### Goal of the exercise
Each line of the data below that contains "target" must be copied.

### Records to process
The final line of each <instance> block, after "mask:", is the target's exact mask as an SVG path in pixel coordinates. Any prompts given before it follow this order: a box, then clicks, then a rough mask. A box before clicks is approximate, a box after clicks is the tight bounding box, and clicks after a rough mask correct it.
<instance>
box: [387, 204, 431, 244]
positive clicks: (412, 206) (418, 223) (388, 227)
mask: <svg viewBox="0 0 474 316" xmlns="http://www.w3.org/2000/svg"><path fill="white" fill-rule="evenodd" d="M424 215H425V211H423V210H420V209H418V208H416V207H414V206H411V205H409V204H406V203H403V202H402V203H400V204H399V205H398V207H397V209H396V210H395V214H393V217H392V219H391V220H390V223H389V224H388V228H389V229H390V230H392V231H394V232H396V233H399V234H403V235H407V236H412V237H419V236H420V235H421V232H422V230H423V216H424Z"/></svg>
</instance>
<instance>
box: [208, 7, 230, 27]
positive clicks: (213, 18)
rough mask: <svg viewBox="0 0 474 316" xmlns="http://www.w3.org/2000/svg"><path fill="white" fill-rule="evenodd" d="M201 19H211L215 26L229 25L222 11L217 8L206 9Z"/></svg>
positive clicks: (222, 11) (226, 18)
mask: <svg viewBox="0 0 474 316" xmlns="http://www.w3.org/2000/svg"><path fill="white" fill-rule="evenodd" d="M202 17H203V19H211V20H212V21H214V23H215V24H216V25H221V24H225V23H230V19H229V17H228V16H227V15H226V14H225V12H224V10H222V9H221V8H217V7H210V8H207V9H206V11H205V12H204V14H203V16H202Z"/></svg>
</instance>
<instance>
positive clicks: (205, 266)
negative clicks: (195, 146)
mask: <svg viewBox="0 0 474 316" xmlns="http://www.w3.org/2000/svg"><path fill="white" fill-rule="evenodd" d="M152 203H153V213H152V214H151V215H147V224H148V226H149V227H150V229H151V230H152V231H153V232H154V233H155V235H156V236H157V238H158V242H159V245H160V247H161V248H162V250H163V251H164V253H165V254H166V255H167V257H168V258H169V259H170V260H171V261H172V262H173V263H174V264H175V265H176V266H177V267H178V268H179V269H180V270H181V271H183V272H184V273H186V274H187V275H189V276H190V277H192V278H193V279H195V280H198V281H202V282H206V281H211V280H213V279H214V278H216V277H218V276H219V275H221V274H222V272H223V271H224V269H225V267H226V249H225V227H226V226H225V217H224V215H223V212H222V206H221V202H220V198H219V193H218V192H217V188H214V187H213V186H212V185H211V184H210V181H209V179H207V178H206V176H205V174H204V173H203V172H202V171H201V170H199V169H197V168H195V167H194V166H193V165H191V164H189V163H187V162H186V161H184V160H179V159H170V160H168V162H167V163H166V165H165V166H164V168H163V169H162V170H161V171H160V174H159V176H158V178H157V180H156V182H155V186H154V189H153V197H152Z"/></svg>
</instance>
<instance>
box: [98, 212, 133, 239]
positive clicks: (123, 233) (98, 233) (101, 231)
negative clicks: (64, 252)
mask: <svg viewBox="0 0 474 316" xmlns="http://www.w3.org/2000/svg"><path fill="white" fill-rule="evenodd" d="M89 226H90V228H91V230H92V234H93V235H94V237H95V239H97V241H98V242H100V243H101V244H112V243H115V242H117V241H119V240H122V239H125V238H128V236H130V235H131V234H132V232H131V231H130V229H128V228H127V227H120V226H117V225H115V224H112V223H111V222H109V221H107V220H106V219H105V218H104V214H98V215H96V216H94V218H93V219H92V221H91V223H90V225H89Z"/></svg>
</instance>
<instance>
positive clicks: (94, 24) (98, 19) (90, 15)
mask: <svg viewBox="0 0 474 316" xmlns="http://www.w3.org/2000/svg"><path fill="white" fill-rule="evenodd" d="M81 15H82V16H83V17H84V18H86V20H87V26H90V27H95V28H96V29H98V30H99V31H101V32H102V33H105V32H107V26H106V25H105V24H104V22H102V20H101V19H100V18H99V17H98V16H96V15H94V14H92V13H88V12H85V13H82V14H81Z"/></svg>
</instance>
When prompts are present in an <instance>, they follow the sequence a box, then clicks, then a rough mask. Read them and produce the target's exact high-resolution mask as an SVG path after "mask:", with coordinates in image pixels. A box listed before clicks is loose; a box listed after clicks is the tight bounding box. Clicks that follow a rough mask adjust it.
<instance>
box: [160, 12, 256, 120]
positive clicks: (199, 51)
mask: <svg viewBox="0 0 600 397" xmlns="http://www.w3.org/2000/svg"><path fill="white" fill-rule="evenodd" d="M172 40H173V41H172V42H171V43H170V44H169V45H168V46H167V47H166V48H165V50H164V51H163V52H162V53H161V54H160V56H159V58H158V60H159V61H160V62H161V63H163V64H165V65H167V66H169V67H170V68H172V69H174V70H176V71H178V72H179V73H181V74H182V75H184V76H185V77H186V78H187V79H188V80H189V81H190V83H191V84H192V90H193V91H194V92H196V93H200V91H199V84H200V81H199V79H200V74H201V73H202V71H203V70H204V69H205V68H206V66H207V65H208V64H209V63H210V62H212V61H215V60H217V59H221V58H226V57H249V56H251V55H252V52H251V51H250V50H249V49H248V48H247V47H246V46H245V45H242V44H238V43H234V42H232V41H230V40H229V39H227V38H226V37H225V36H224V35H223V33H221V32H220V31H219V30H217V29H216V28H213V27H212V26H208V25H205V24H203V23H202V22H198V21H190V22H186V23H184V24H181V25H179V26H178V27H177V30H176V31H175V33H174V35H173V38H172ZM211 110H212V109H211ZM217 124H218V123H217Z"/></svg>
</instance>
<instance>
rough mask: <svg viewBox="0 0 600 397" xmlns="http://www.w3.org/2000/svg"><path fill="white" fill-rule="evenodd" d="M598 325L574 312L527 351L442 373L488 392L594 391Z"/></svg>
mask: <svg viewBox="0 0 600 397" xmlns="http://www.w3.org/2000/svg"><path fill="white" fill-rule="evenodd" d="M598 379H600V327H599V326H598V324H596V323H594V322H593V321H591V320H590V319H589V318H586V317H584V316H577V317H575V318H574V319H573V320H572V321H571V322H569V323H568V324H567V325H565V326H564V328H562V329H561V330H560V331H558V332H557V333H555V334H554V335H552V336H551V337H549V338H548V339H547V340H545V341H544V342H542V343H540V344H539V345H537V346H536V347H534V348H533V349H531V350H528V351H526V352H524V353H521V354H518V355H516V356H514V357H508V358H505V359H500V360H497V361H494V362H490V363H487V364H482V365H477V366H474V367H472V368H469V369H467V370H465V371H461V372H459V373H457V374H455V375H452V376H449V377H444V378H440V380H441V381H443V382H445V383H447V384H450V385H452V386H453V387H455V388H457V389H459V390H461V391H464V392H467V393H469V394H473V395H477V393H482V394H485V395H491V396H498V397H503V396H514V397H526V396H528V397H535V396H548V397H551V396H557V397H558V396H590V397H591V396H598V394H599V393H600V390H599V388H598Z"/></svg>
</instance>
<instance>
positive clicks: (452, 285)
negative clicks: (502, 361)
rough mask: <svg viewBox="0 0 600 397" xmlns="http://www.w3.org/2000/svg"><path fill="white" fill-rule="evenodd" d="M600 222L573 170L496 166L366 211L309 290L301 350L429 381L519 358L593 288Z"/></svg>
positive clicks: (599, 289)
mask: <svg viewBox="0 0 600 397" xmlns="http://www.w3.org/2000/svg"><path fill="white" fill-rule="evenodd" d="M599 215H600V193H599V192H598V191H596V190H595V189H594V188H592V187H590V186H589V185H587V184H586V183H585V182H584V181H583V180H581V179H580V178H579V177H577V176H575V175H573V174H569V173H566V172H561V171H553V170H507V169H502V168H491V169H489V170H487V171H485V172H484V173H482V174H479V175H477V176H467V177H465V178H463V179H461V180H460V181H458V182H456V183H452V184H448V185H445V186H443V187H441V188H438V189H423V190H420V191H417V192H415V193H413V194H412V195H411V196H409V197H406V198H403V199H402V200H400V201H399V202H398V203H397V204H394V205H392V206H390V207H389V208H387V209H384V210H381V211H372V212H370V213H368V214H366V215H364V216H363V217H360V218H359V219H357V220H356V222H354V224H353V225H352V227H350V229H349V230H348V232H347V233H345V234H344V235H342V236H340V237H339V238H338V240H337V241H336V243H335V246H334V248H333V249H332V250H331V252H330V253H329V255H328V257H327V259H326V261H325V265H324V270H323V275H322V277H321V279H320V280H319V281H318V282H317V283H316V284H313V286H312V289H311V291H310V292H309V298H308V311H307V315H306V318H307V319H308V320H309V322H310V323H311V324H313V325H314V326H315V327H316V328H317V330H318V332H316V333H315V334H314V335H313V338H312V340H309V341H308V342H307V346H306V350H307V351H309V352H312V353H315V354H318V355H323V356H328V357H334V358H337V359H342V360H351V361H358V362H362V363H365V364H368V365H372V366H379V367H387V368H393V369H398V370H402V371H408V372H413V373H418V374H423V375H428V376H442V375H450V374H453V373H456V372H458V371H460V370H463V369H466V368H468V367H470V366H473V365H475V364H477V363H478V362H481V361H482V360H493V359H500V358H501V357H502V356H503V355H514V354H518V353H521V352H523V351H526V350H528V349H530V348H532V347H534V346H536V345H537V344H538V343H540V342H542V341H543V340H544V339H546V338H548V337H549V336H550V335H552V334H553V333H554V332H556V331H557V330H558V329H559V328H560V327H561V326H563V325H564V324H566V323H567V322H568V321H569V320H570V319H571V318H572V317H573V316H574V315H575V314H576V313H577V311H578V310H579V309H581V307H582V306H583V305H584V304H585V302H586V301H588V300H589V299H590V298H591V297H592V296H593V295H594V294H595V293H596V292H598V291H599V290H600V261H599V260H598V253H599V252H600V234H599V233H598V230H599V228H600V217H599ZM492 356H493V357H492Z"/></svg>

### Answer to this problem
The final line of each <instance> block, after "mask:", is the target's exact mask as an SVG path in pixel coordinates. Any prompts given before it follow this order: a box, then clicks, then a rough mask. A box before clicks is approximate, a box after clicks is the tight bounding box, and clicks after a rough mask correct it.
When prompts are present in an <instance>, they follow the sequence a box, then clicks, then a rough mask. Read them and produce the target's exact high-resolution mask as an SVG path after "mask:", with coordinates in image pixels. A box listed before clicks is loose; a box listed after clicks is the tight bounding box. Clicks that follow a rough mask adjust it.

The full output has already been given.